_EXERCISE OBJECTIVE:_
Your output should be the listing itself, repeated exactly.

_RECORDS FOR PROCESSING:_
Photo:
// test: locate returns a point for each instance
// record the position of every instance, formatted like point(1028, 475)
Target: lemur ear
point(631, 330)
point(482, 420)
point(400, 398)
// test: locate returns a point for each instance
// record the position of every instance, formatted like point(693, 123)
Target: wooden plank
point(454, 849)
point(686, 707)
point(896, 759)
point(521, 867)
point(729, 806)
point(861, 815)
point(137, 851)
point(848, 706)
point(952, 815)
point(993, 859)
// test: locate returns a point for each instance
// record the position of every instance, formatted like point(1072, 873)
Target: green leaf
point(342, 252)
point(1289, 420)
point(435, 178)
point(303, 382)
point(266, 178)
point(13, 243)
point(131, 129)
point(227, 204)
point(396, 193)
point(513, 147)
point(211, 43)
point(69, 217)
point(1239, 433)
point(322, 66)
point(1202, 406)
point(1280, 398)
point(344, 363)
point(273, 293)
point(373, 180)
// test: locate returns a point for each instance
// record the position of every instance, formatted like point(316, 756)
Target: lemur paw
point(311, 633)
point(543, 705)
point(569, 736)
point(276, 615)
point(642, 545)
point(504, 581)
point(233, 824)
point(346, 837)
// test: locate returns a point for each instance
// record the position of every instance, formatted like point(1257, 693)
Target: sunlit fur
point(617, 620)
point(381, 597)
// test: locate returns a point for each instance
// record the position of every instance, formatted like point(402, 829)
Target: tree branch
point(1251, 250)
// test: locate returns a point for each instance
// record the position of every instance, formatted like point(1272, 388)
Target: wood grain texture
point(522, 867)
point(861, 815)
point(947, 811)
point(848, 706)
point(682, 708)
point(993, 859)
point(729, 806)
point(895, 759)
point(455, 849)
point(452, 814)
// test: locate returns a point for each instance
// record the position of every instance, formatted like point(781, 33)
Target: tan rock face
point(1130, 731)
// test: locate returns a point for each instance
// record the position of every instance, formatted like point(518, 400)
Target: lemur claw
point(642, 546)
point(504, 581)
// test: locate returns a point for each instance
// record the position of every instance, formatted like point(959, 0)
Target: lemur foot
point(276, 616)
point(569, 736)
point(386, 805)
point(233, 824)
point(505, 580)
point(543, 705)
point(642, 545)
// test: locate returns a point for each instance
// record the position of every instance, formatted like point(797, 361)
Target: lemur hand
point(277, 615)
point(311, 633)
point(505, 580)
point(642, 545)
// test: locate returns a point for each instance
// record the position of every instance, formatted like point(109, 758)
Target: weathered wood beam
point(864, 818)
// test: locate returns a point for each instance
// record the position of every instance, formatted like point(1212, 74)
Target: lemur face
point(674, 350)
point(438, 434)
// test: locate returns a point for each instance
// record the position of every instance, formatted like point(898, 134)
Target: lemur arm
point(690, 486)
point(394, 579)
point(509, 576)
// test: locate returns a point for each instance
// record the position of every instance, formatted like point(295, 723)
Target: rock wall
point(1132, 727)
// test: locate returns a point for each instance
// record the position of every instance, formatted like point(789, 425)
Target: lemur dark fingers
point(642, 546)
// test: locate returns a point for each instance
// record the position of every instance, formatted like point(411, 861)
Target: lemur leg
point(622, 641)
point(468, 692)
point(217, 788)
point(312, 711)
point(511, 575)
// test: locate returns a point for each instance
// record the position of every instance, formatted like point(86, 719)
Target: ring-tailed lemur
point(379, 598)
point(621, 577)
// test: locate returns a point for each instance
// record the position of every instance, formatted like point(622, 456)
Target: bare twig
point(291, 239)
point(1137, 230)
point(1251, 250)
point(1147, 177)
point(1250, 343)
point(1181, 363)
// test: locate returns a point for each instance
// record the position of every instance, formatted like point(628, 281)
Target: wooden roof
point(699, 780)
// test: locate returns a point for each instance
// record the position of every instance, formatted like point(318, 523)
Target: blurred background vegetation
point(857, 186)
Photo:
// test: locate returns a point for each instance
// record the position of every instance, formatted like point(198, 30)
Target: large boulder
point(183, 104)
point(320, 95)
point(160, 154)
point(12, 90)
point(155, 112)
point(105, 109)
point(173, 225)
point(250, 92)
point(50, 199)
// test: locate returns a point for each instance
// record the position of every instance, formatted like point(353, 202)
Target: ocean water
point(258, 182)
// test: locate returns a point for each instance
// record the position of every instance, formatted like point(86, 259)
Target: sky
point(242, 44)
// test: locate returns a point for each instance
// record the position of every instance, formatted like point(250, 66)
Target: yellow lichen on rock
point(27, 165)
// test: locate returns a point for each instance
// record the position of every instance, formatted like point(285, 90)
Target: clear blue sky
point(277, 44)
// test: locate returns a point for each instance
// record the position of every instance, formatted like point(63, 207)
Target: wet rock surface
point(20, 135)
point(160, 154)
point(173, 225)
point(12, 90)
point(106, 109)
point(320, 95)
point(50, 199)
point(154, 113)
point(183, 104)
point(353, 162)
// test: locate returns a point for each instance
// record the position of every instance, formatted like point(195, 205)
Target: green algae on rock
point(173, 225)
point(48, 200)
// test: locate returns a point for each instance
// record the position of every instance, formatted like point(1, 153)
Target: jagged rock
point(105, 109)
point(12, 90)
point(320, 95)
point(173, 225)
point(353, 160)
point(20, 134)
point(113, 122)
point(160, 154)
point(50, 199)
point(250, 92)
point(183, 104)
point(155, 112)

_TASK SOLUTION:_
Photo:
// test: locate returns a point for each instance
// record the position of every instance, formatted like point(1028, 475)
Target: lemur ear
point(631, 330)
point(482, 420)
point(400, 398)
// test: locate returns a point for each instance
// record the position of every instance, formatted like point(693, 123)
Target: wooden plank
point(454, 849)
point(686, 707)
point(896, 759)
point(521, 867)
point(729, 806)
point(861, 815)
point(137, 851)
point(848, 706)
point(952, 815)
point(993, 859)
// test: locate returns a point for each instance
// record the position of every instance, formatted like point(1072, 873)
Target: green leaf
point(342, 252)
point(1289, 420)
point(435, 178)
point(303, 382)
point(266, 178)
point(13, 243)
point(131, 129)
point(227, 204)
point(396, 193)
point(513, 147)
point(211, 43)
point(69, 217)
point(1239, 433)
point(322, 66)
point(1202, 406)
point(1280, 398)
point(344, 363)
point(273, 293)
point(373, 180)
// test: locate returns a point for each instance
// record the position of every instance, formatted like point(316, 756)
Target: lemur paw
point(311, 633)
point(543, 705)
point(569, 736)
point(276, 615)
point(642, 545)
point(504, 581)
point(233, 824)
point(346, 837)
// test: locate returns a point for each instance
// record the position of every instance, formatted like point(1257, 693)
Target: sunlit fur
point(617, 620)
point(381, 597)
// test: locate returns a point for each instance
// record the position of every instance, formatted like point(402, 829)
Target: tree branch
point(1251, 250)
// test: locate returns a point for each instance
// record the position of every instance, formatted like point(1272, 388)
Target: wood grain texture
point(522, 867)
point(861, 815)
point(947, 811)
point(848, 706)
point(682, 708)
point(993, 859)
point(729, 806)
point(895, 759)
point(455, 849)
point(452, 814)
// test: locate returns a point for each instance
// record the position of every instance, formatted like point(781, 33)
Target: tan rock face
point(1130, 731)
// test: locate returns a point for each instance
// record the position of every instance, formatted like point(518, 400)
Target: lemur claw
point(642, 546)
point(504, 581)
// test: locate returns a point for each instance
// record the position of every instance, formatted like point(959, 0)
Target: lemur foot
point(276, 616)
point(569, 736)
point(386, 805)
point(233, 824)
point(505, 580)
point(543, 705)
point(642, 545)
// test: locate returns a point for each instance
// record the position of every instance, formatted like point(797, 361)
Target: lemur hand
point(277, 615)
point(311, 633)
point(505, 580)
point(642, 545)
// test: locate returns a point for each instance
// record the position of every instance, formatted like point(109, 758)
Target: weathered wood beam
point(864, 818)
// test: locate returns a point for each instance
// record the position of every instance, formatted like point(1212, 74)
Target: lemur face
point(674, 350)
point(438, 434)
// test: locate returns a point for each instance
// record the position of every instance, formatted like point(898, 134)
Target: lemur arm
point(690, 486)
point(394, 579)
point(509, 576)
// test: locate returns a point for each instance
// record the position of every instance, formatted like point(295, 723)
Target: rock wall
point(1132, 727)
// test: locate returns a point for each instance
// record the position of every instance, formatted like point(789, 425)
Target: lemur dark fingers
point(642, 546)
// test: locate returns a point for each instance
// record the position of every instance, formatted like point(411, 861)
Target: lemur leg
point(622, 641)
point(468, 692)
point(217, 788)
point(312, 711)
point(511, 575)
// test: locate returns a point for each instance
// record the position of every instance, formatted like point(86, 719)
Target: ring-tailed lemur
point(379, 598)
point(621, 577)
// test: locate returns a point for each instance
// record the position of every instance, formatted like point(622, 456)
Target: bare twig
point(291, 239)
point(1137, 230)
point(1251, 250)
point(1147, 177)
point(1250, 343)
point(1181, 363)
// test: locate returns a point for each instance
// record the position of every instance, formatted like point(628, 281)
Target: wooden roof
point(699, 780)
// test: locate returns a point for each instance
// record the position of every instance, formatted like point(318, 523)
Target: blurred background vegetation
point(857, 186)
Photo:
// test: locate returns a point for each instance
// record the position of every instance, formatted like point(198, 30)
Target: large boulder
point(183, 104)
point(320, 95)
point(160, 154)
point(12, 90)
point(155, 112)
point(105, 109)
point(173, 225)
point(250, 92)
point(50, 199)
// test: locate returns a point for each instance
// record the position of every instance, formatted like point(353, 202)
Target: ocean water
point(258, 182)
// test: locate returns a point for each instance
// record the position of every instance, formatted like point(86, 259)
Target: sky
point(242, 44)
// test: locate returns a point for each instance
// record the position of every instance, formatted like point(250, 66)
Target: yellow lichen on rock
point(27, 165)
// test: locate returns a point for each instance
// record the position of every instance, formatted like point(285, 90)
Target: clear blue sky
point(277, 44)
// test: locate returns a point for each instance
// record the position of every instance, formatted like point(63, 207)
Target: wet rock surface
point(20, 135)
point(160, 154)
point(173, 225)
point(12, 90)
point(106, 109)
point(320, 95)
point(50, 199)
point(154, 113)
point(183, 104)
point(353, 162)
// test: locate returns a point for each instance
// record the position of every instance, formatted like point(195, 205)
Target: green algae on rock
point(173, 225)
point(48, 200)
// test: locate returns a point for each instance
// record the position of every instance, formatted like point(1, 153)
Target: jagged rock
point(105, 109)
point(12, 90)
point(320, 95)
point(173, 225)
point(353, 160)
point(20, 134)
point(113, 122)
point(160, 154)
point(50, 199)
point(250, 92)
point(183, 104)
point(155, 112)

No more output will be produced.